Tâche à réaliser: Recopiez mot pour mot le passage du texte sur la mort et la sépulture d'Yves Mahyeuc situé entre « C'est dans ce » et « capital. de Rennes). », bornes incluses.

Texte cité:
============================================================

C'est dans ce Manoir de Brutz que le charitable prélat rendit sa belle âme à Dieu le 20 septembre 1541. Son corps revêtu des ornements pontificaux fut placé, le 23, dans une litière attelée de deux chevaux couverts de housses noires traînantes jusqu'à terre, et apporté au palais épiscopal de Rennes. Ce jour-là on laissa le corps exposé dans la grande cour du palais pour que l'immense affluence du peuple pût satisfaire son avidité de contempler une dernière fois les traits du saint évêque. Le lendemain, on transféra avec pompe ces précieuses dépouilles dans la nef de la cathédrale, où elles restèrent toute la journée, et l'on procéda à l'examen d'un signe merveilleux trouvé sur le cadavre : c'était une croix d'une blancheur éblouissante qui apparaissait sur la poitrine du vénérable défunt, témoignage de sa vertu et de son grand amour pour la croix du Sauveur (Reg. capital. de Rennes).

Le dimanche suivant, le corps d'Yves Mahyeuc fut inhumé dans le transept méridional de la cathédrale, « sous une arcade ornée des trophées de la Passion, sculptés, peints et dorés ; » le tombeau lui-même était couvert de bas-reliefs représentant les mêmes insignes de la Passion et l'écusson du prélat, accompagné de cartouches sur lesquels on lisait ces trois noms vénérés J.-H.-S. — MARIA — DOMINICUS.

A peine Yves Mahyeuc fut-il décédé que des miracles s'opérèrent par son intercession ; sa sépulture ne tarda pas à devenir célèbre sous le nom de tombeau du bon Yves ; on y accourut en pèlerinage [Note : On faisait d'abondantes offrandes à ce tombeau ; le 13 avril 1638 le chanoine chargé de les recueillir déposa au Chapitre 2,207 fr., le 31 août suivant 821 fr., et le 31 décembre de la même année 475 fr., « toutes oblations faites en l'honneur du Bon Yves... » (Reg. capit.)] et les évêques de Rennes, ses successeurs, durent s'occuper de sa béatification. Le 6 décembre 1638, les Etats de Bretagne décidèrent d'écrire au Pape pour lui demander « qu'en présence des miracles opérés au tombeau d'Yves Mahyeuc, il soit permis d'invoquer publiquement ce saint personnage » (Archives départ.). L'année suivante, M. et Mme de Kergrée fondèrent « une lampe ardente devant le tombeau du Bon Yves ». Le 26 avril 1642, Mgr de la Mothe-Houdancourt, évêque de Rennes, vint au Chapitre et proposa de faire « avancer la béatification du bienheureux Yves ; » ce qu'acceptèrent les chanoines avec grand empressement. En 1678, le Chapitre ayant fait reconstruire l'autel Saint-Sébastien voisin du tombeau d'Yves Mallyeuc, arrêta d'y placer un tableau représentant « un Crucifix et au pied d'iceluy l'image du Bon Yves à genoux » (Registres Capitulaires).

============================================================

Enregistrements:
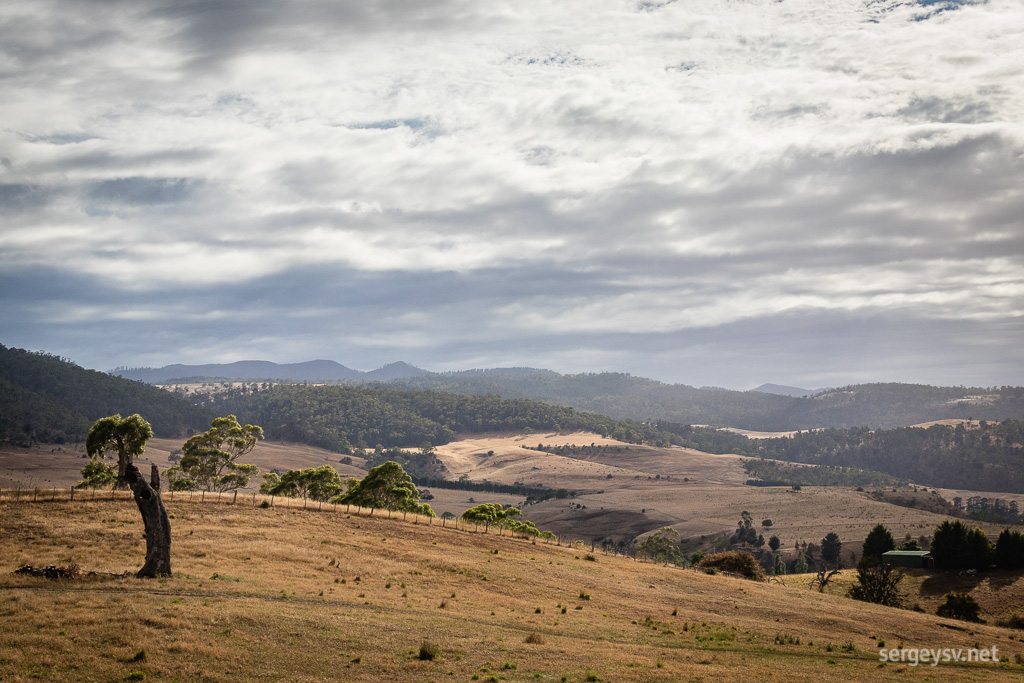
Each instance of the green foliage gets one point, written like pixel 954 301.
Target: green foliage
pixel 385 486
pixel 126 436
pixel 209 461
pixel 961 606
pixel 830 548
pixel 318 483
pixel 774 473
pixel 733 561
pixel 45 398
pixel 96 474
pixel 1010 550
pixel 878 582
pixel 984 457
pixel 955 546
pixel 663 546
pixel 879 541
pixel 800 565
pixel 340 418
pixel 429 650
pixel 744 534
pixel 489 513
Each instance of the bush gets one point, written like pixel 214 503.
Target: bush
pixel 961 606
pixel 734 561
pixel 429 651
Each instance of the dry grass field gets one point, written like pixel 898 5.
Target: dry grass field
pixel 303 595
pixel 624 492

============================================================

Réponse attendue:
C'est dans ce Manoir de Brutz que le charitable prélat rendit sa belle âme à Dieu le 20 septembre 1541. Son corps revêtu des ornements pontificaux fut placé, le 23, dans une litière attelée de deux chevaux couverts de housses noires traînantes jusqu'à terre, et apporté au palais épiscopal de Rennes. Ce jour-là on laissa le corps exposé dans la grande cour du palais pour que l'immense affluence du peuple pût satisfaire son avidité de contempler une dernière fois les traits du saint évêque. Le lendemain, on transféra avec pompe ces précieuses dépouilles dans la nef de la cathédrale, où elles restèrent toute la journée, et l'on procéda à l'examen d'un signe merveilleux trouvé sur le cadavre : c'était une croix d'une blancheur éblouissante qui apparaissait sur la poitrine du vénérable défunt, témoignage de sa vertu et de son grand amour pour la croix du Sauveur (Reg. capital. de Rennes).